_DATA SUPPLIED:_
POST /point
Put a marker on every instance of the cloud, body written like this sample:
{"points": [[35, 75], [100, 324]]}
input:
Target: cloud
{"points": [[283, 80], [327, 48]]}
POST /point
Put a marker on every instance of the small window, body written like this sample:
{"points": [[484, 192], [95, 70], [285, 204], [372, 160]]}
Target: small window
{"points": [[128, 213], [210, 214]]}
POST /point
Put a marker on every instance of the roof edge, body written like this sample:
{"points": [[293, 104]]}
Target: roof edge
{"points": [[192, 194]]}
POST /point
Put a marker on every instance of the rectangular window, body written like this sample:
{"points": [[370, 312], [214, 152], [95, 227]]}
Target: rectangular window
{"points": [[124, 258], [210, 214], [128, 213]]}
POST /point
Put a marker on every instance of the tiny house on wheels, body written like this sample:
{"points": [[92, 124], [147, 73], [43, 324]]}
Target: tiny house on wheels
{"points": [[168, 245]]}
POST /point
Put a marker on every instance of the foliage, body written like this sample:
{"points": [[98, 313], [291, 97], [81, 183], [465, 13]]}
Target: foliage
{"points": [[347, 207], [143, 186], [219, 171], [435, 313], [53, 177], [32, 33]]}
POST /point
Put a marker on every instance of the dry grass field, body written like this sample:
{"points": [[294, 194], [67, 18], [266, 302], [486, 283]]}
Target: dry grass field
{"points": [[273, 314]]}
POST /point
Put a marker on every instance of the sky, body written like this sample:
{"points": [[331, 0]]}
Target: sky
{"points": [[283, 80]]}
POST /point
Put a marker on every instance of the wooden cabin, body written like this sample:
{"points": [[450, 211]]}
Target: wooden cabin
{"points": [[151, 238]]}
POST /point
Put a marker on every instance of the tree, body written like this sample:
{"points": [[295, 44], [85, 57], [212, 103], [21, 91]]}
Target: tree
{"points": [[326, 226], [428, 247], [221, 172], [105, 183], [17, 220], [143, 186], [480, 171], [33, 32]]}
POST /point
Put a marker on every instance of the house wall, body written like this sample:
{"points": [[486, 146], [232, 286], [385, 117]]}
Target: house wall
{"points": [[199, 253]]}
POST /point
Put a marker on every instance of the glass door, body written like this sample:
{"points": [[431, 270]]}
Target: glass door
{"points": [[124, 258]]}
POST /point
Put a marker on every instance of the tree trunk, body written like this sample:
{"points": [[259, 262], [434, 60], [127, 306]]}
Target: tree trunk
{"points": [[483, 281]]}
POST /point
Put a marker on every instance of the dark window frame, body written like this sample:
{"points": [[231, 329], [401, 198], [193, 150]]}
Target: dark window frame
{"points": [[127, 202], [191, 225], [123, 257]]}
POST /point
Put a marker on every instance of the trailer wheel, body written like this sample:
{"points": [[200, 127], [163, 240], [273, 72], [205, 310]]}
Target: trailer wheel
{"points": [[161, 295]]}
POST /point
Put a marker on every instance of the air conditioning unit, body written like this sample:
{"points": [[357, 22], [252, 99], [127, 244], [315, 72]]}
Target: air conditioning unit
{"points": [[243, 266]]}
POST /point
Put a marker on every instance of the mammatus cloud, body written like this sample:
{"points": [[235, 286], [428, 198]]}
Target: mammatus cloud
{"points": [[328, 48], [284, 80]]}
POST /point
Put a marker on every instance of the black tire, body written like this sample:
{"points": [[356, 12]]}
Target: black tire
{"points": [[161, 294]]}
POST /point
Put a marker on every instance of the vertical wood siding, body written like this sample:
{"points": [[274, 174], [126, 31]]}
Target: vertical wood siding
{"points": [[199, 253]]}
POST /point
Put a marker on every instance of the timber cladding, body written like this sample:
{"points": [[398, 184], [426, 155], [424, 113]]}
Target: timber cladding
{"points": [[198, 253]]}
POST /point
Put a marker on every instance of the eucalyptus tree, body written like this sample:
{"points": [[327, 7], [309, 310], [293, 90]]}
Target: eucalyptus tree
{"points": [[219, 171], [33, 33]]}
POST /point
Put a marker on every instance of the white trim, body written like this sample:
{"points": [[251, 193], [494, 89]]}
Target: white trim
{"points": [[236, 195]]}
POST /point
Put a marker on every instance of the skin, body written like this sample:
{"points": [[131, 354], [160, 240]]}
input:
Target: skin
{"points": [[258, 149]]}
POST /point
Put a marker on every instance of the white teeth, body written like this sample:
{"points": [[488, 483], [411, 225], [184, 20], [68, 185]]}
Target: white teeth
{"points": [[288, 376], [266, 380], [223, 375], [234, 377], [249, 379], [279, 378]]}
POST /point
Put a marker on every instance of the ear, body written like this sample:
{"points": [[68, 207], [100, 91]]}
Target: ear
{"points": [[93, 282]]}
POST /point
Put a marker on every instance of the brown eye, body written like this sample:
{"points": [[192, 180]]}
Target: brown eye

_INSTRUCTION:_ Write out all the lines again, exactly as they are.

_IN RESPONSE:_
POST /point
Put a marker on every instance of the cloud, body written like this sample:
{"points": [[35, 75], [100, 324]]}
input:
Target: cloud
{"points": [[283, 80], [327, 48]]}
POST /point
Put a marker on every instance of the small window, body written like this sample:
{"points": [[484, 192], [95, 70], [285, 204], [372, 160]]}
Target: small window
{"points": [[128, 213], [210, 214]]}
POST /point
Put a marker on every instance of the roof edge, body written like this sample:
{"points": [[293, 104]]}
Target: roof edge
{"points": [[192, 194]]}
POST /point
Put a marker on every instance of the rectangular window, body written like this sample:
{"points": [[370, 312], [214, 152], [95, 227]]}
Target: rectangular window
{"points": [[124, 258], [210, 214], [128, 213]]}
POST /point
Put a marker on every instance of the tiny house on wheels, body written like this sample:
{"points": [[92, 124], [147, 73], [43, 324]]}
Target: tiny house on wheels
{"points": [[168, 245]]}
POST /point
Put a marker on every instance of the foliage, body written like this sample:
{"points": [[98, 313], [291, 97], [81, 183], [465, 13]]}
Target: foliage
{"points": [[347, 207], [143, 186], [219, 171], [435, 313], [53, 177], [32, 33]]}
POST /point
Put a marker on every instance of the dry grass field, body written like this sample:
{"points": [[294, 194], [67, 18], [266, 302], [486, 283]]}
Target: dry grass field
{"points": [[273, 314]]}
POST /point
Put a marker on every instance of the sky, body written like this sample:
{"points": [[331, 0]]}
Target: sky
{"points": [[283, 80]]}
POST /point
Put a marker on every instance of the wooden cabin, body written like this sample:
{"points": [[450, 211]]}
Target: wooden cabin
{"points": [[151, 238]]}
POST /point
Put a marker on every instance of the tree, body written like this sample:
{"points": [[295, 44], [85, 57], [212, 103], [21, 91]]}
Target: tree
{"points": [[326, 226], [428, 247], [221, 172], [105, 183], [17, 220], [143, 186], [480, 171], [33, 32]]}
POST /point
Put a marker on every instance of the house wall, body written like this sample:
{"points": [[486, 146], [232, 286], [385, 117]]}
Target: house wall
{"points": [[199, 253]]}
POST /point
Put a marker on every instance of the glass door, body written like this sample:
{"points": [[431, 270]]}
Target: glass door
{"points": [[124, 258]]}
POST /point
Put a marker on every instance of the tree trunk, body written like this sample:
{"points": [[259, 262], [434, 60], [127, 306]]}
Target: tree trunk
{"points": [[483, 281]]}
POST /point
Put a marker on every instance of the dark window frame, body written like this sample:
{"points": [[231, 329], [401, 198], [193, 150]]}
Target: dark window frame
{"points": [[127, 202], [191, 225], [123, 257]]}
POST /point
Put a marker on every instance of the trailer wheel, body written like this sample:
{"points": [[200, 127], [163, 240], [273, 72], [205, 310]]}
Target: trailer wheel
{"points": [[161, 295]]}
POST /point
Put a marker on every instance of the air conditioning unit, body written like this sample:
{"points": [[357, 22], [252, 99], [127, 244], [315, 72]]}
Target: air conditioning unit
{"points": [[243, 266]]}
POST /point
Put a marker on every instance of the mammatus cloud, body written like this sample:
{"points": [[235, 286], [428, 198]]}
Target: mammatus cloud
{"points": [[328, 48], [284, 80]]}
POST /point
Put a marker on every instance of the black tire, body written like this sample:
{"points": [[356, 12]]}
Target: black tire
{"points": [[161, 294]]}
POST /point
Put a marker on every instance of the vertical wood siding, body written like this sample:
{"points": [[274, 174], [126, 31]]}
Target: vertical wood siding
{"points": [[199, 253]]}
POST /point
Put a marker on every instance of the timber cladding, body written like this sample:
{"points": [[398, 184], [426, 155], [424, 113]]}
Target: timber cladding
{"points": [[198, 253]]}
POST /point
Put a marker on every instance of the eucalyptus tree, body written like this sample:
{"points": [[327, 7], [309, 310], [293, 90]]}
Target: eucalyptus tree
{"points": [[219, 171], [33, 33]]}
POST /point
Put a marker on every instance of the white trim, body written like this sample:
{"points": [[251, 193], [494, 89]]}
Target: white trim
{"points": [[236, 195]]}
POST /point
Put a marker on every instance of the skin, body written like this sample:
{"points": [[131, 354], [160, 240]]}
input:
Target: skin
{"points": [[258, 149]]}
POST /point
Put a marker on every instance of the white teeth, body written like this sample:
{"points": [[488, 483], [411, 225], [184, 20], [68, 185]]}
Target: white teeth
{"points": [[288, 376], [266, 380], [223, 375], [234, 377], [249, 379], [279, 378]]}
POST /point
Put a marker on every instance of the ear, body written like this sample:
{"points": [[68, 207], [100, 91]]}
Target: ear
{"points": [[93, 282]]}
POST /point
Put a marker on every instance of the brown eye, body written like this sample:
{"points": [[192, 180]]}
Target: brown eye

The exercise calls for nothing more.